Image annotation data

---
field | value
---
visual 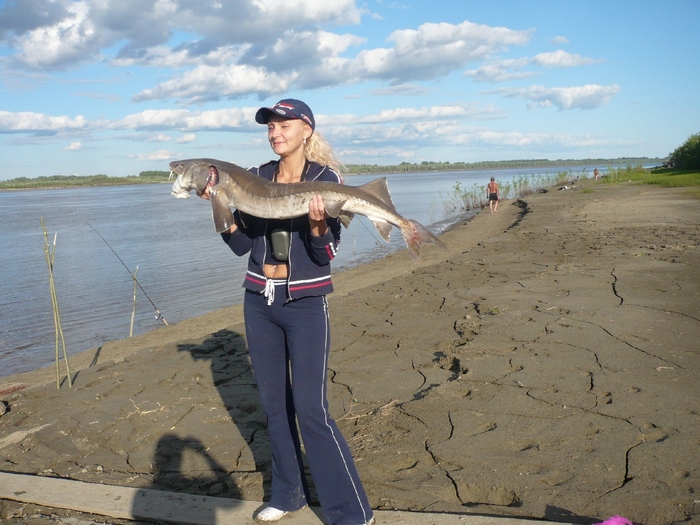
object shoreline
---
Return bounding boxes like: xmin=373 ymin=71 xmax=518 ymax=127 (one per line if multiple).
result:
xmin=0 ymin=183 xmax=700 ymax=525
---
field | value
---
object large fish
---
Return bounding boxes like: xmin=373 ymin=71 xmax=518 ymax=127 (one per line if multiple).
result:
xmin=170 ymin=159 xmax=446 ymax=261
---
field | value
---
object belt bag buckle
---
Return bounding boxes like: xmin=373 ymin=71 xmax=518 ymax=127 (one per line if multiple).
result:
xmin=270 ymin=228 xmax=289 ymax=261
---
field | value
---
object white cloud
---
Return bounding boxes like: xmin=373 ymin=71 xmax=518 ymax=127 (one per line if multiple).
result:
xmin=175 ymin=133 xmax=197 ymax=144
xmin=0 ymin=111 xmax=89 ymax=133
xmin=133 ymin=65 xmax=295 ymax=103
xmin=530 ymin=49 xmax=600 ymax=67
xmin=0 ymin=0 xmax=362 ymax=68
xmin=109 ymin=108 xmax=258 ymax=132
xmin=464 ymin=50 xmax=601 ymax=83
xmin=491 ymin=84 xmax=620 ymax=110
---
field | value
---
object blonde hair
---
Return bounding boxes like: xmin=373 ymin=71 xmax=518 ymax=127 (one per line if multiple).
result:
xmin=304 ymin=131 xmax=345 ymax=175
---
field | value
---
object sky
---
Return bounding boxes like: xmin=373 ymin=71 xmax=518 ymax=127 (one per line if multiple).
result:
xmin=0 ymin=0 xmax=700 ymax=180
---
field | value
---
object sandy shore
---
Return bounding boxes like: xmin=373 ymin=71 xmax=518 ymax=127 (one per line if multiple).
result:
xmin=0 ymin=182 xmax=700 ymax=525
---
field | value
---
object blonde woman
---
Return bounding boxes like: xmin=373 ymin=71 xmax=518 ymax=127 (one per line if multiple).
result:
xmin=216 ymin=99 xmax=374 ymax=525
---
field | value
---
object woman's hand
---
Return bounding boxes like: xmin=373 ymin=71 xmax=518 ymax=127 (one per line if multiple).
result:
xmin=309 ymin=195 xmax=328 ymax=237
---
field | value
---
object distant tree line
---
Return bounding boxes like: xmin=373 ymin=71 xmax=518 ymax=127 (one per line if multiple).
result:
xmin=0 ymin=171 xmax=170 ymax=190
xmin=345 ymin=157 xmax=663 ymax=174
xmin=0 ymin=158 xmax=668 ymax=190
xmin=667 ymin=133 xmax=700 ymax=169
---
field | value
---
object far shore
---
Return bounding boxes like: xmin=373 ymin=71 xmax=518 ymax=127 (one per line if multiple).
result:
xmin=0 ymin=181 xmax=700 ymax=525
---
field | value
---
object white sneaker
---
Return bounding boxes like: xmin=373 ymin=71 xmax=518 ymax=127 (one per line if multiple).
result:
xmin=254 ymin=505 xmax=306 ymax=523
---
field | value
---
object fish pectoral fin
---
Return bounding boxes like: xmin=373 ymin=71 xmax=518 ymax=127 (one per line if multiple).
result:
xmin=370 ymin=218 xmax=393 ymax=242
xmin=338 ymin=210 xmax=355 ymax=228
xmin=211 ymin=191 xmax=233 ymax=233
xmin=323 ymin=199 xmax=348 ymax=220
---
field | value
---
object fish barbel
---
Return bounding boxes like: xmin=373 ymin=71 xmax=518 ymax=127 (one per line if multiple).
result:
xmin=170 ymin=159 xmax=446 ymax=262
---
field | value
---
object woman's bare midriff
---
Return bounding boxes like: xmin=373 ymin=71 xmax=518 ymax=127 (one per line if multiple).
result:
xmin=263 ymin=263 xmax=289 ymax=279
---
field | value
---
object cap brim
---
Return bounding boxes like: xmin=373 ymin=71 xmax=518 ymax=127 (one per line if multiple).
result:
xmin=255 ymin=108 xmax=277 ymax=124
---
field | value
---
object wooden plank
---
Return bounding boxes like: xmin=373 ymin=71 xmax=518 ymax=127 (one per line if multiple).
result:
xmin=0 ymin=472 xmax=262 ymax=525
xmin=0 ymin=472 xmax=565 ymax=525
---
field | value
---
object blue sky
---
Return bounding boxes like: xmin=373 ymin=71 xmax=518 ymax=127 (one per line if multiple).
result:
xmin=0 ymin=0 xmax=700 ymax=180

CHALLENGE
Turn the listing above, from its first line through the line that contains "xmin=0 ymin=183 xmax=700 ymax=525", into a JSON list of strings, one string per line, with blank lines skipped. Leave any pictures out of your answer.

REPLY
[
  "---",
  "field | value",
  "---",
  "visual ",
  "object shoreline",
  "---",
  "Return bounding boxes like: xmin=373 ymin=71 xmax=518 ymax=127 (one per line if multiple).",
  "result:",
  "xmin=0 ymin=183 xmax=700 ymax=525"
]